(Saved data entries)
— begin —

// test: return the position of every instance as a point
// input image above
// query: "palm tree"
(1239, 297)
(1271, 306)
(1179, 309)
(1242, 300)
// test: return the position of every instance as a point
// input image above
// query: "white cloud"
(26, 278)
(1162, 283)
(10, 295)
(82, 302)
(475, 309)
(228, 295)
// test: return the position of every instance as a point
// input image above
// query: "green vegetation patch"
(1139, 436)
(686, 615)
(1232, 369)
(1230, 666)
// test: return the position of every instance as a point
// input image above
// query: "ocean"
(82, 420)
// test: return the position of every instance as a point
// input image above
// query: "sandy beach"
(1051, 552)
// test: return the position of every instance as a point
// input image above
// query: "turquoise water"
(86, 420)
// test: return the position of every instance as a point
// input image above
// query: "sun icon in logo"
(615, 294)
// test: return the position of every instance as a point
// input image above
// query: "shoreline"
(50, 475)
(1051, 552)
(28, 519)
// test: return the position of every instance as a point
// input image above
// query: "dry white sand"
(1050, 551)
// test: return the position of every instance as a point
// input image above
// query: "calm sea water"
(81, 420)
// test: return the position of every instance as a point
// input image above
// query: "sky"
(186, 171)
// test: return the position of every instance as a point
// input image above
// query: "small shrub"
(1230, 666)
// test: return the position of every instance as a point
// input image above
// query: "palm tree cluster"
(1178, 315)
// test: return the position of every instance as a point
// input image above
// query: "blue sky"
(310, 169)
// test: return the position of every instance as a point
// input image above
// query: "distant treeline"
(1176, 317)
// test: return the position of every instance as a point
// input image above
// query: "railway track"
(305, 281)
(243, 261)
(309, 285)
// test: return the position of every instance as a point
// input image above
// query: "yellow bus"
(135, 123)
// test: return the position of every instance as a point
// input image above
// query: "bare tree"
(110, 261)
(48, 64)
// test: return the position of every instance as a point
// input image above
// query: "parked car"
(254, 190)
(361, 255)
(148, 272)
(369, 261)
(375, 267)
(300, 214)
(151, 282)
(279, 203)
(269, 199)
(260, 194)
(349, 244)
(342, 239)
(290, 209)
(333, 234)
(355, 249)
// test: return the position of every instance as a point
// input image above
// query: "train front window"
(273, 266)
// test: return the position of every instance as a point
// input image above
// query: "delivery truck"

— end —

**What the task asks:**
Set down every line of the listing above again, exactly as given.

**Worked answer:**
// test: return the position of every instance as a point
// input image above
// query: "palm tree"
(1239, 297)
(1271, 306)
(1179, 309)
(1242, 300)
// test: return the position of every instance as a point
// input image above
// query: "white cloud"
(26, 278)
(1162, 283)
(10, 295)
(82, 302)
(475, 309)
(228, 295)
// test: return the position of every instance as a point
// input image above
// query: "green vegetation patch"
(1139, 436)
(686, 615)
(1232, 369)
(1230, 666)
// test: return the position of every instance as a point
// input image above
// query: "ocean"
(82, 420)
// test: return the position of every instance as a point
// input image above
// query: "sandy beach"
(1051, 552)
// test: return the position of every instance as a point
// input image above
// query: "turquoise water"
(86, 420)
// test: return the position of every instance as a point
// input image above
// query: "sun icon in logo"
(615, 294)
// test: return the position of every instance as a point
// input image above
// query: "shoreline"
(50, 475)
(1051, 552)
(28, 519)
// test: return the position of every instance as a point
// input image above
// query: "dry white sand"
(1050, 551)
// test: return the position of every instance as a point
// input image above
// query: "calm sea water"
(81, 420)
// test: return the position of every instance as a point
// input image above
// query: "sky"
(186, 171)
// test: return the position of every instance as a point
// input image above
// query: "small shrub"
(1230, 666)
// test: return the position of every instance as a point
// input image above
// query: "palm tree cluster"
(1178, 315)
// test: return the position of every instance as a point
// input image above
// query: "blue sky"
(310, 169)
// test: return the position of every instance as a point
// input image above
// query: "distant treeline"
(1176, 317)
// test: return the position of every instance as a point
// input image above
// query: "railway track"
(305, 281)
(243, 261)
(309, 285)
// test: return the position of every instance as a point
// input image above
// query: "yellow bus"
(135, 123)
// test: return the position of every instance as a point
// input image above
// query: "bare tree"
(110, 261)
(48, 64)
// test: return the position of every instance as a point
// input image above
// query: "parked car"
(254, 190)
(361, 255)
(148, 272)
(369, 261)
(375, 267)
(300, 214)
(151, 282)
(279, 203)
(269, 199)
(260, 194)
(349, 244)
(342, 239)
(290, 209)
(333, 234)
(355, 249)
// test: return the position of every instance as a point
// input image above
// query: "train front window"
(273, 266)
// test: return the position of every instance as a point
// input image above
// query: "delivery truck"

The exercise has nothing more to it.